Lymphadenopathy is a term referring to disease of the reticuloendothelial system resulting in enlargement or change in consistency of lymph nodes. As such, it can affect any lymph node of the body; however, right now, we're looking at superior mesenteric lymph nodes which drain the small bowel, the ascending colon, and the transverse colon. So we'll examine the causes of lymphadenopathy in this region.
Lymphadenopathy can be due to a wide variety of causes, most commonly infection, but since the reticuloendothelial system is involved in dealing with autoimmune disorders and malignancies, lymphadenopathies can occur under such circumstances. One particularly common cause of adult malignancy which can present with mesenteric lymphadenopathy at advanced stages is colon cancer.
Say, for example, that a malignant collection of cells develops on the ascending colon. At some point, the tumor may penetrate the basement membrane of the epithelium. Its cells would then begin to proliferate in underlying connective tissue and then be carried off to the lymphatic system partly by active movements and partly by the hydrostatic pressure. Cancer cells would then begin proliferating in nearby lymph nodes resulting at localized lymphadenopathy. If the cancer is not diagnosed and treated, cancer cells can continue invading nodes along the flow of lymph and spreading to other organs.
Alright, well done! You're at the end of the tutorial now, let's quickly recapped what we've covered today.

» Material supplied:
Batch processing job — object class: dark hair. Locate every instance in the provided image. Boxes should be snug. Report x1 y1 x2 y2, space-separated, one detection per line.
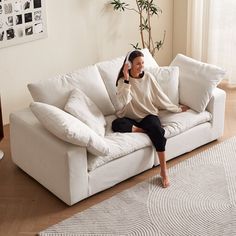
116 50 144 86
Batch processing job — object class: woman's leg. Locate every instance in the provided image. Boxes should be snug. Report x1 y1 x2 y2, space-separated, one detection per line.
157 152 170 188
112 117 138 133
139 115 170 188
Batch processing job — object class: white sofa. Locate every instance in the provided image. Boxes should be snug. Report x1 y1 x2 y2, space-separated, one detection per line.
10 49 226 205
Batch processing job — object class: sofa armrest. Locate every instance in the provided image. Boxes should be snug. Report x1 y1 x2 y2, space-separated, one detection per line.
206 88 226 138
10 108 88 205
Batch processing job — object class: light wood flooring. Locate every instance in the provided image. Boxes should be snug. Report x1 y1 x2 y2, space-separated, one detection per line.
0 82 236 236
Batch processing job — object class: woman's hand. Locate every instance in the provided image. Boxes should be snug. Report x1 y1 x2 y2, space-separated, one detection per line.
123 63 129 81
180 105 189 112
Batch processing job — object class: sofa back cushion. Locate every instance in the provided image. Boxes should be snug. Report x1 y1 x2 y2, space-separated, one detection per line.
28 66 115 115
170 54 225 112
146 66 179 106
95 48 159 111
64 89 106 137
30 102 109 156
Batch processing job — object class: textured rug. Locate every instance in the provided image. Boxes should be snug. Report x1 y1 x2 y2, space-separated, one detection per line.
39 137 236 236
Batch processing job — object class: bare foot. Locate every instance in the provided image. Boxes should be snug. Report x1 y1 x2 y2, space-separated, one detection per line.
160 173 170 188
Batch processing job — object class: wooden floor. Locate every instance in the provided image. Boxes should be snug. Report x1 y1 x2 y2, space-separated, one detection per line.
0 82 236 236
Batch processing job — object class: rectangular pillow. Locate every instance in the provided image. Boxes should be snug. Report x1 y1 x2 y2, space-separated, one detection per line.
145 66 179 106
64 89 106 137
170 54 225 112
28 66 115 115
30 102 109 156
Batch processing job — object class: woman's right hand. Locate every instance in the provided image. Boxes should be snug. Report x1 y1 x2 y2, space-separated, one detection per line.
123 63 129 81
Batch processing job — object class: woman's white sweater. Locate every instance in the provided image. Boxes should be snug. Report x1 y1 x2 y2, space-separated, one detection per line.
116 72 181 120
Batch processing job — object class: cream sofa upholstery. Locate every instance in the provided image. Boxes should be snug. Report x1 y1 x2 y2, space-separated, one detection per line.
10 49 226 205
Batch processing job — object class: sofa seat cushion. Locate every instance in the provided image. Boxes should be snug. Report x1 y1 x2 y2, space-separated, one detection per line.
88 110 212 171
159 109 212 138
88 133 152 171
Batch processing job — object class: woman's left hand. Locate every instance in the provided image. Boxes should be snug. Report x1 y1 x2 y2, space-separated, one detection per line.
180 105 189 112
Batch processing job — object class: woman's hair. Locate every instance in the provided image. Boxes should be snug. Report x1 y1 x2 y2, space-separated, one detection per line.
116 50 144 86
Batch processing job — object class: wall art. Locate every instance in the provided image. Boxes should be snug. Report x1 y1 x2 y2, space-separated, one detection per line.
0 0 47 48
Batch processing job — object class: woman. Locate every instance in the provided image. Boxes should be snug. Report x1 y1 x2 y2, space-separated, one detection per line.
112 50 188 188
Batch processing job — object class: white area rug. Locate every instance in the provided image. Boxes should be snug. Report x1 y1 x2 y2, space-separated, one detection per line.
39 137 236 236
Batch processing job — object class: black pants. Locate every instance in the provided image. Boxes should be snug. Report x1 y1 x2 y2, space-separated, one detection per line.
112 115 166 152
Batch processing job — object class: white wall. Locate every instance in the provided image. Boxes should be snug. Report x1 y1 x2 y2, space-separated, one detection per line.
0 0 173 124
173 0 188 57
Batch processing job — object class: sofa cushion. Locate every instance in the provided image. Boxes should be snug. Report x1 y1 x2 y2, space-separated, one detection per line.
95 48 159 111
28 66 115 115
88 110 212 171
88 132 152 171
30 102 109 156
64 89 106 136
146 66 179 105
170 54 225 112
159 109 212 138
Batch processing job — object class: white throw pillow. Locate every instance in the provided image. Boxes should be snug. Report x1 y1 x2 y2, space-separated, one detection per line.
64 89 106 137
30 102 109 156
170 54 225 112
145 66 179 106
28 65 115 115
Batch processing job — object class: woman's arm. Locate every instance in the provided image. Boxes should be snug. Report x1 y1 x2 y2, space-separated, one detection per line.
116 78 132 108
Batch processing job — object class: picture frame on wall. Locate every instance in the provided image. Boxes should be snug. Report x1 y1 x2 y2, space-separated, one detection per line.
0 0 47 48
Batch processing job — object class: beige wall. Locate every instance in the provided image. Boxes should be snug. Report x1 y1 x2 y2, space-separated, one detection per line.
0 0 173 124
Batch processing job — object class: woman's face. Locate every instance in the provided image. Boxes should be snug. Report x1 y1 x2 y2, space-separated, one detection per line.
131 57 144 77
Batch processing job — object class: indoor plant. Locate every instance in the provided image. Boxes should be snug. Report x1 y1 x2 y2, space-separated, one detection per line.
110 0 166 56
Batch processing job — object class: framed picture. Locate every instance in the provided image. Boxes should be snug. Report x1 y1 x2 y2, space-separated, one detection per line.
0 0 47 48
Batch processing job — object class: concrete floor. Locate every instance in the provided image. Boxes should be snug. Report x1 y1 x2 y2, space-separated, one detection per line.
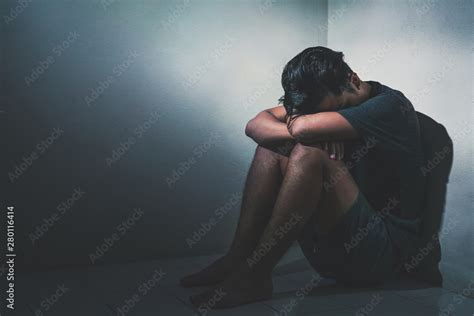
14 248 474 316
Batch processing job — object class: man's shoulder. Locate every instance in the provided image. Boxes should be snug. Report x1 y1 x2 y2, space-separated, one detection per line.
370 81 415 115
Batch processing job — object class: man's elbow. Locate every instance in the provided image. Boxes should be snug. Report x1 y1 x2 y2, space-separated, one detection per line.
245 119 256 138
288 117 308 141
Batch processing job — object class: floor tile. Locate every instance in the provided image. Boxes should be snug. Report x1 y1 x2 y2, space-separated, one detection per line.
414 293 474 316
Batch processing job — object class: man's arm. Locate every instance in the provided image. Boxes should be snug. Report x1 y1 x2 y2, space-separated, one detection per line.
245 106 294 145
288 111 358 143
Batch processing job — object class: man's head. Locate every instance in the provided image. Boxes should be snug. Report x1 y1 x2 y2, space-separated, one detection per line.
280 46 367 116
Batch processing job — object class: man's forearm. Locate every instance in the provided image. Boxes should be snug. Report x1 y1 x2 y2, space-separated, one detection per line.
245 111 294 145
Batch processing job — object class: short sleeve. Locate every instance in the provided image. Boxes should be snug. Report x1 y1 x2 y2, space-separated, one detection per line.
337 90 414 151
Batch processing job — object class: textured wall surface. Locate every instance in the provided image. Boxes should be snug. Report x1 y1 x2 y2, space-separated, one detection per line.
0 0 327 266
328 0 474 288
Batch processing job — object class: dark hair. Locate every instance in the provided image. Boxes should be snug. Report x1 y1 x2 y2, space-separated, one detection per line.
279 46 352 116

» What you need to do:
A - Answer these from the tutorial on mesenteric lymphadenopathy:
(i) Which parts of the bowel do the superior mesenteric lymph nodes drain?
(ii) What is the most common cause of lymphadenopathy?
(iii) By what two means are cancer cells carried off to the lymphatic system?
B - Carry on the tutorial on mesenteric lymphadenopathy from the point where it stops.

» Response list:
A -
(i) The small bowel, the ascending colon, and the transverse colon.
(ii) Infection.
(iii) Partly by active movements and partly by hydrostatic pressure.

B -
So let's sum up what we've learnt on the anatomy of the lymphatics of the posterior abdominal wall. First and foremost, we should point out that most lymph node groups are named based on their corresponding artery and that they usually drain lymph from the regions of distribution of this artery. This being clarified, let's remember that we've talked about the cisterna chyli as the region where all lymph from the posterior abdomen collects. The cisterna chyli receives lymph via three lymph trunks - the intestinal trunk here, the left lumbar trunk here, and the right lumbar trunk here.
The intestinal trunk, if you remember, drains the celiac nodes which receive lymph from the stomach, duodenum, and omental surfaces; the superior mesenteric nodes which receive lymph from the small bowel, the ascending colon, and half the transverse colon; and from the phrenic nodes which drain the diaphragm.
Now regarding the left lumbar trunk, we've already mentioned that it receives lymph from the inferior mesenteric nodes which drain the lymph from the descending and sigmoid colon, the lateral aortic nodes, and the retroaortic nodes. We should also clarify at this point that these node groups drain the common iliac lymph nodes.
Regarding the right lumbar trunk, we should remember that it receives lymph from the retrocaval lymph nodes which drain the kidney and the aortic nodes, the lateral caval lymph nodes, and the intermediate lumbar lymph nodes which in turn mostly receive lymph from the common iliac lymph nodes.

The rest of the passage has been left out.